» **PROBLEM DETAILS**
Turn the data into a numbered list, from its first line through the line with "left=356, top=165, right=439, bottom=254", and include nothing after that. Leave out the blank lines.

» **TASK DATA**
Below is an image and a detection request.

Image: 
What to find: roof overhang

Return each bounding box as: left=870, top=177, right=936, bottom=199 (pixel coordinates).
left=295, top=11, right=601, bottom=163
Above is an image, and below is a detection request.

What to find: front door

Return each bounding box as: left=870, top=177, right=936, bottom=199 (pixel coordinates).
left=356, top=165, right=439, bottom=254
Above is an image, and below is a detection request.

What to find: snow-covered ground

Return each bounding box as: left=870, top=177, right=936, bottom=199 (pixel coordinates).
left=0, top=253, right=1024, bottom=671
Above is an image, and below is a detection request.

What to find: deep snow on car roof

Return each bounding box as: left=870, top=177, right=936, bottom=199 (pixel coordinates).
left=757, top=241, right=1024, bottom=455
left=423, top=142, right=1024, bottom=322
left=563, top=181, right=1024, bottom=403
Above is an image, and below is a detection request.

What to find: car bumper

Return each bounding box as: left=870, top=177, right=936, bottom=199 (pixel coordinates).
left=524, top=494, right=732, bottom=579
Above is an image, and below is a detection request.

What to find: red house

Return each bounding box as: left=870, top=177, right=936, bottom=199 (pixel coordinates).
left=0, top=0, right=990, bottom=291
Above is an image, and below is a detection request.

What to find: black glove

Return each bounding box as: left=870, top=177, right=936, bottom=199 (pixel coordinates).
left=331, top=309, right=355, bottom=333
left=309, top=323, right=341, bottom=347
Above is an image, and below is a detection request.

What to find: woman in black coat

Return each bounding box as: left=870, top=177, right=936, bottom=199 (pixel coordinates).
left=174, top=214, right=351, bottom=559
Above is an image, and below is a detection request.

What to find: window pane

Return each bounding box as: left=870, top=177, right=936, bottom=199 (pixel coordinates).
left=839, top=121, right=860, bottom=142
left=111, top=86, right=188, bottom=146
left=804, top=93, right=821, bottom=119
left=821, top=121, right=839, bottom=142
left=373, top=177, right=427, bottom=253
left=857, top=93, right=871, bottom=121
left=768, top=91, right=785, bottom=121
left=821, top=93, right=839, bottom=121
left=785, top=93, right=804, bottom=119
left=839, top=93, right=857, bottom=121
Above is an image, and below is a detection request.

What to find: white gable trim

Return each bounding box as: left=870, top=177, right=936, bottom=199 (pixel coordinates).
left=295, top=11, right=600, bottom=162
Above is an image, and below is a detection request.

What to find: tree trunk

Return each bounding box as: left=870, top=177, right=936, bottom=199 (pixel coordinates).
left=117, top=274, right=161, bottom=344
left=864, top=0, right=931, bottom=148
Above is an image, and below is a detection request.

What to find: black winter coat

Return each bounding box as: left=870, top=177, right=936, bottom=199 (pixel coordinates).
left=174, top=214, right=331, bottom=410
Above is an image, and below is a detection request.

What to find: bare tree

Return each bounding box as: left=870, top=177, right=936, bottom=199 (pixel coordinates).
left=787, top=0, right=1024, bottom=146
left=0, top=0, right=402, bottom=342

» **SOLUTION TO THIS TASK**
1. Below is an image and a detection request.
2. Image: 
3. What to find: roof overhang
4. Return each bounding box as: left=870, top=177, right=936, bottom=199 (pixel coordinates).
5. left=295, top=11, right=601, bottom=163
6. Above is an image, and below is a detection request.
7. What to find: front door
8. Return each bounding box as: left=870, top=177, right=936, bottom=199 (pixel coordinates).
9. left=356, top=165, right=439, bottom=254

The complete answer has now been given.